= 本文 =

- - -

どれもこれも素晴らしいのだけど、特に良かったのが以下の4作。ニル・ヤニヴの「信心者たち」はテッド・チャンの名作「地獄とは神の不在なり」を思わせる作品。ただ、こちらには神が実在していて、戒律に反した「不信心者」がいきなり死んだりする。食料雑貨店でうっかりチーズと鶏もも肉を同じかごに落としてしまった老女がいきなり真っ二つになる冒頭のイメージが強烈で、いかにもユダヤ教のSFという感じがする。ロテム・バルヒンの「鏡」は鏡をぶん殴ることで世界を分岐させる多世界解釈もの。ぶん殴りまくって自分の人生を改変しまくってた主人公に手痛いしっぺ返しが…。藤子Aみがある。エレナ・ゴメル「エルサレムの死神」は死の化身たちが住んでいる世界の話。それぞれ死因によって別れているのだけど、その中でも物語のキーとなる死神が「あの大量虐殺」の化身というがイスラエルのSFらしい。人間と死神のラブストーリーでもある。

- - -

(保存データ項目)

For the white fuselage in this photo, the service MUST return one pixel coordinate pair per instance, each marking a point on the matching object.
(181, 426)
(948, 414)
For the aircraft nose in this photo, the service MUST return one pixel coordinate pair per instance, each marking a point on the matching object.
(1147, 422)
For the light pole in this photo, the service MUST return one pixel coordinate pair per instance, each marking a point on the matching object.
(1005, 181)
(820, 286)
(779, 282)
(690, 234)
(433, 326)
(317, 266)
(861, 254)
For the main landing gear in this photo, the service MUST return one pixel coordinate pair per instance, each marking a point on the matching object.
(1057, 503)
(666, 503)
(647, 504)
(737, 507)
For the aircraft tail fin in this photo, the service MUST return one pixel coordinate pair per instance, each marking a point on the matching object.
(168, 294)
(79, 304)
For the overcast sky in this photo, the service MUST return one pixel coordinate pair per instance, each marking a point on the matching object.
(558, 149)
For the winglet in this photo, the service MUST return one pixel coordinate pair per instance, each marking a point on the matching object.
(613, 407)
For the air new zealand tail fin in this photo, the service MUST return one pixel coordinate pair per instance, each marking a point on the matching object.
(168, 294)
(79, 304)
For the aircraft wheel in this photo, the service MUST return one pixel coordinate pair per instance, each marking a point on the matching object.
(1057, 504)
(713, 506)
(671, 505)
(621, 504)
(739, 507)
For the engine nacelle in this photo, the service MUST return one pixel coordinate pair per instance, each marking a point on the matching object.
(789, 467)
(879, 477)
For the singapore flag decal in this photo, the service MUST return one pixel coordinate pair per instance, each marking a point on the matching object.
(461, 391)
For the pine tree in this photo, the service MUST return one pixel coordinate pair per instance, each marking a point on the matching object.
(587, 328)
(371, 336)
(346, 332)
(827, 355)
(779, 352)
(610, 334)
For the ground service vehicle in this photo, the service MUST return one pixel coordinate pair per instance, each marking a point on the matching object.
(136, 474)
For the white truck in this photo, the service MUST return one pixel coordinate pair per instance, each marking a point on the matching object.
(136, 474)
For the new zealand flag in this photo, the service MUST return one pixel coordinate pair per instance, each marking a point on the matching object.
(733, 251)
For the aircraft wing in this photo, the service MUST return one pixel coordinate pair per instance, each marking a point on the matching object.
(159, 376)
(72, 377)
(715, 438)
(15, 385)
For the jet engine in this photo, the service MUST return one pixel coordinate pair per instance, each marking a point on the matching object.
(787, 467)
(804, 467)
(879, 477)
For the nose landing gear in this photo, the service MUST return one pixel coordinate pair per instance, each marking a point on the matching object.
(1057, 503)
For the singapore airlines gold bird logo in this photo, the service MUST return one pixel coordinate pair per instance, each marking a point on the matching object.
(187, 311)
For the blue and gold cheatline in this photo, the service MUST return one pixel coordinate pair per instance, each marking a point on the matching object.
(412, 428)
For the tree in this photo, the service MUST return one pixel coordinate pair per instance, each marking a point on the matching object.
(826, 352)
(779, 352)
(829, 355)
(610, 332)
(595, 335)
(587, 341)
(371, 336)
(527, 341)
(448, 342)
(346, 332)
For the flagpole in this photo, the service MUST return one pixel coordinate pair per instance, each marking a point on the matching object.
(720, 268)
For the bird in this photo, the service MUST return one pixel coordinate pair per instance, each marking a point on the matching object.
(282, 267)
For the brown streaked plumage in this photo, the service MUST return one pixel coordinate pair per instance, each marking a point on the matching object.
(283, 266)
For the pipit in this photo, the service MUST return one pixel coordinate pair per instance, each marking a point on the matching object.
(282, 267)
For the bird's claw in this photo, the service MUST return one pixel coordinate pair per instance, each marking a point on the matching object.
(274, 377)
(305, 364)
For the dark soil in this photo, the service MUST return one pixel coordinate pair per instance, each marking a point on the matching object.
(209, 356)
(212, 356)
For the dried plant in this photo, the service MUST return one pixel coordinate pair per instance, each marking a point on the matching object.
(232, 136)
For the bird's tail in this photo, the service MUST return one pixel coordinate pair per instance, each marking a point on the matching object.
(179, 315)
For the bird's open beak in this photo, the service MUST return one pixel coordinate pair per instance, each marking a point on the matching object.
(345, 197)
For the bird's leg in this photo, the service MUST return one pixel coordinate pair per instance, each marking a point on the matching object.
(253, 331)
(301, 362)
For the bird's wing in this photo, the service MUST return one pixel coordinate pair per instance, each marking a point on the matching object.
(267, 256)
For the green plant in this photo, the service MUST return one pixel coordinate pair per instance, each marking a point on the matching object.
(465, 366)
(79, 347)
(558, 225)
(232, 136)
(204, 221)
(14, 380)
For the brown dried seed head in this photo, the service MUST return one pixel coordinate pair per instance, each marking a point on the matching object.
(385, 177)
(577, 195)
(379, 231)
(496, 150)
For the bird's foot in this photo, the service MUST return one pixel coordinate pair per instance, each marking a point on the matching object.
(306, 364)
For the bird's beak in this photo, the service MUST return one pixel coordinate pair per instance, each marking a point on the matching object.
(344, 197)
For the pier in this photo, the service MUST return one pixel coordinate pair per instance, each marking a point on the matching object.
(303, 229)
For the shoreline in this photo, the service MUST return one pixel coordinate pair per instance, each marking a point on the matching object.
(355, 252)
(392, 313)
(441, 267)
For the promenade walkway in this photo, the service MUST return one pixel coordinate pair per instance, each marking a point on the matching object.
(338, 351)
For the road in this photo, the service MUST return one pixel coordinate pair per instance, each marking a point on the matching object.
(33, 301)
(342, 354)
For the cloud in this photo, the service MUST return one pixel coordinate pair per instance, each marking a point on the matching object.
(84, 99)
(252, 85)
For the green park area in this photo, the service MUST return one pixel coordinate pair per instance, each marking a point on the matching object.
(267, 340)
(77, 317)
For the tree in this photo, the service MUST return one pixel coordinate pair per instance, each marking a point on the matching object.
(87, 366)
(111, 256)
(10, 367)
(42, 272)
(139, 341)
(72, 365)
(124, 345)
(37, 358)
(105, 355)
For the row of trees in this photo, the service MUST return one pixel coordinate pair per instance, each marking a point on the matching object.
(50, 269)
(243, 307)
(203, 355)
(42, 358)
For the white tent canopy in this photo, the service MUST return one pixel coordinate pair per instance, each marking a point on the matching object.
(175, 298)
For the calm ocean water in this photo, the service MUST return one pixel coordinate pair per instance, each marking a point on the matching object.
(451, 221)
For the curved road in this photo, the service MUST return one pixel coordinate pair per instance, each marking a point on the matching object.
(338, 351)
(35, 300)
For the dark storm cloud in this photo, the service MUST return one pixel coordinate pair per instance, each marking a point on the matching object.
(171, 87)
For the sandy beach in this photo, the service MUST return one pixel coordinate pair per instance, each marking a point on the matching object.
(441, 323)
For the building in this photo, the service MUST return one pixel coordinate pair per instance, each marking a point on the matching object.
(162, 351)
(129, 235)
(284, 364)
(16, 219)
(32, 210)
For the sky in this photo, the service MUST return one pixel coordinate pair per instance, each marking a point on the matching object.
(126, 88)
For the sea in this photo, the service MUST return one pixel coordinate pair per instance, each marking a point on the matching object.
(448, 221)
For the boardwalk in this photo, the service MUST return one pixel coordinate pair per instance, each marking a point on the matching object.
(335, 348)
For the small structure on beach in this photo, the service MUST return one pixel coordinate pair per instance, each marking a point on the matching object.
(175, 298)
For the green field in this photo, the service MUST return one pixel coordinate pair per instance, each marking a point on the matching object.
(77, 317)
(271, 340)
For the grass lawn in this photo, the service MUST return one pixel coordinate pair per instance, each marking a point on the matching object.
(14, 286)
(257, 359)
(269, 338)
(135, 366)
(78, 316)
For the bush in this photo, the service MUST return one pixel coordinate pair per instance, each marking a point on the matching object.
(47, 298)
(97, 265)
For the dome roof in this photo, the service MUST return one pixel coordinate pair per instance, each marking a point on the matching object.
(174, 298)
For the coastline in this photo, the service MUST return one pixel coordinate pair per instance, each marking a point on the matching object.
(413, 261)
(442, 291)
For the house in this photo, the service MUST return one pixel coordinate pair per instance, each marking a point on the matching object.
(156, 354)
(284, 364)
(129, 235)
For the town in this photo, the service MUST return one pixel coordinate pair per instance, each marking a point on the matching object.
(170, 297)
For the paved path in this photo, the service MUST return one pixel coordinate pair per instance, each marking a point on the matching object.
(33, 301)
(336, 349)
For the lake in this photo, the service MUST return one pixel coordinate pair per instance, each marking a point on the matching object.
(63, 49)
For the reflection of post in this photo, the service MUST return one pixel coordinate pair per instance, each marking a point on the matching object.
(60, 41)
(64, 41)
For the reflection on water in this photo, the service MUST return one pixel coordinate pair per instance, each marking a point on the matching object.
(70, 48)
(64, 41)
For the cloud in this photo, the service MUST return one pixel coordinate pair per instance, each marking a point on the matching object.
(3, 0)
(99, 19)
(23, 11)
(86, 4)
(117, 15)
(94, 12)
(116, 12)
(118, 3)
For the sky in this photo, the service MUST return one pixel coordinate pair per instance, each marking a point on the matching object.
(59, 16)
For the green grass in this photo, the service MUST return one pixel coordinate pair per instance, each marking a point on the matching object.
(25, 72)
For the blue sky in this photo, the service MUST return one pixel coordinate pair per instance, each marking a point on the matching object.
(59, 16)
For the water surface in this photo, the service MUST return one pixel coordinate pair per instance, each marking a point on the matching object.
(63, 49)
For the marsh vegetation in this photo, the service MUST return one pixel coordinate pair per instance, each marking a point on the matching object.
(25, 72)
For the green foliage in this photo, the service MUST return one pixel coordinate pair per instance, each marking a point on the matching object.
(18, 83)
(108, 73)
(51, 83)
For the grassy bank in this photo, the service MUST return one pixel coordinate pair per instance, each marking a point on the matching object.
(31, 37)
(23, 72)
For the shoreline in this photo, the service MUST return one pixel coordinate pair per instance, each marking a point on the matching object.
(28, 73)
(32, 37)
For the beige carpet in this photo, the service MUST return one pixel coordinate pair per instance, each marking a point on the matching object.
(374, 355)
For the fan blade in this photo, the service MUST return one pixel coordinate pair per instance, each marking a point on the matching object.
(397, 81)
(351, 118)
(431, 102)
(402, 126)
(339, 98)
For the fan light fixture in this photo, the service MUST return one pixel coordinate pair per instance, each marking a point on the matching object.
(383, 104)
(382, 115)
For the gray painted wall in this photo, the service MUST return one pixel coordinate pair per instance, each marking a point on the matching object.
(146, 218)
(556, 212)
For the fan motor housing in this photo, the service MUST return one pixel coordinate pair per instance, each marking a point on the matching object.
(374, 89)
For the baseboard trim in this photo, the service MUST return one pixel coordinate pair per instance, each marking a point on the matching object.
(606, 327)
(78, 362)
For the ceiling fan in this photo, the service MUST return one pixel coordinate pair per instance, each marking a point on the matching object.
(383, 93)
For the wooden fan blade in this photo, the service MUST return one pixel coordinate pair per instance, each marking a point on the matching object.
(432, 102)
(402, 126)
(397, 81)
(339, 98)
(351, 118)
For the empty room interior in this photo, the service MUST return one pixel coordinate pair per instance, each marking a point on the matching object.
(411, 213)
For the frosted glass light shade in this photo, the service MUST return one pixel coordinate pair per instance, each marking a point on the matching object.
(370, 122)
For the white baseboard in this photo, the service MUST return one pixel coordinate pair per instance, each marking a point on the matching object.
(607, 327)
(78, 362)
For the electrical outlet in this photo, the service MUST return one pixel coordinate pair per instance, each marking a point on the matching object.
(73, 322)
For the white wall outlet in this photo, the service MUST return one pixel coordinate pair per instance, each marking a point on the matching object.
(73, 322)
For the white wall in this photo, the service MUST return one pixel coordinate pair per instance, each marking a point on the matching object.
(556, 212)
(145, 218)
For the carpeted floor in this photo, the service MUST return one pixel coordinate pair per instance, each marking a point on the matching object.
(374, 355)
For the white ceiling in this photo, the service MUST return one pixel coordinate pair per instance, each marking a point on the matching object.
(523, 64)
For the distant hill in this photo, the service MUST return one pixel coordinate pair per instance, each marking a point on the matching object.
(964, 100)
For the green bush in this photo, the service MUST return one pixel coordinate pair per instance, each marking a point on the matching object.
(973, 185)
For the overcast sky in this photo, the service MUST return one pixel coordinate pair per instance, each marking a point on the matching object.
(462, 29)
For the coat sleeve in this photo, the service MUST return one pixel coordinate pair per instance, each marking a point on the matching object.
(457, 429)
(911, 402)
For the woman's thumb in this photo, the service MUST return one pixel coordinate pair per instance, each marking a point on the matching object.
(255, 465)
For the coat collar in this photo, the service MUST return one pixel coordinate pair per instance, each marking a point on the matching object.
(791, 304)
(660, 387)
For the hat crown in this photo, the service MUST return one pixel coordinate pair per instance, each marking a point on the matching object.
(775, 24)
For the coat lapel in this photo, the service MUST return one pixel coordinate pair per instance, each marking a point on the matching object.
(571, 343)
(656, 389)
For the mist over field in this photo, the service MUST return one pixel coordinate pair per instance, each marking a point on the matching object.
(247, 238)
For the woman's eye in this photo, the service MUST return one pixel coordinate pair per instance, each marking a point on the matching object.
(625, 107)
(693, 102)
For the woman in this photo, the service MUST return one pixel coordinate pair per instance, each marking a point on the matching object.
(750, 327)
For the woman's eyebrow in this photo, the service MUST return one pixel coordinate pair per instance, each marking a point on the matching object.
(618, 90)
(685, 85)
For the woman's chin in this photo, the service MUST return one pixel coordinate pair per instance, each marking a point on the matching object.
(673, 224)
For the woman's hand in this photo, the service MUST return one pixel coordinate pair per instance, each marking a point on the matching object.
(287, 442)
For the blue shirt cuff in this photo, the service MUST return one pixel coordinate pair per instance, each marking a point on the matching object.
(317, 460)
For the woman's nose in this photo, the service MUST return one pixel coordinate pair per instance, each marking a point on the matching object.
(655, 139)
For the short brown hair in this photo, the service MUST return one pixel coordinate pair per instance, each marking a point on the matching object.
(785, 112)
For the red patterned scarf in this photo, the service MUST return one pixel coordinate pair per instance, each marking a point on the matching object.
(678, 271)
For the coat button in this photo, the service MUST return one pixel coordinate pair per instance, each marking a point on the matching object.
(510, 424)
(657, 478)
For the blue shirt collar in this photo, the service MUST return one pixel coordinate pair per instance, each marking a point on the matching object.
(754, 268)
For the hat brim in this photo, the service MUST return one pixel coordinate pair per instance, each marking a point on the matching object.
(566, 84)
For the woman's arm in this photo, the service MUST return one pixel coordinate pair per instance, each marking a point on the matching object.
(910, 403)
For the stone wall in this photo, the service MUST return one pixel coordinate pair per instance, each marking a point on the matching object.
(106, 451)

- - -

= 課題 =
前掲の短編紹介の本文を、一字も変えずに全文そのまま書き出してください。

= 課題の解答 =
どれもこれも素晴らしいのだけど、特に良かったのが以下の4作。ニル・ヤニヴの「信心者たち」はテッド・チャンの名作「地獄とは神の不在なり」を思わせる作品。ただ、こちらには神が実在していて、戒律に反した「不信心者」がいきなり死んだりする。食料雑貨店でうっかりチーズと鶏もも肉を同じかごに落としてしまった老女がいきなり真っ二つになる冒頭のイメージが強烈で、いかにもユダヤ教のSFという感じがする。ロテム・バルヒンの「鏡」は鏡をぶん殴ることで世界を分岐させる多世界解釈もの。ぶん殴りまくって自分の人生を改変しまくってた主人公に手痛いしっぺ返しが…。藤子Aみがある。エレナ・ゴメル「エルサレムの死神」は死の化身たちが住んでいる世界の話。それぞれ死因によって別れているのだけど、その中でも物語のキーとなる死神が「あの大量虐殺」の化身というがイスラエルのSFらしい。人間と死神のラブストーリーでもある。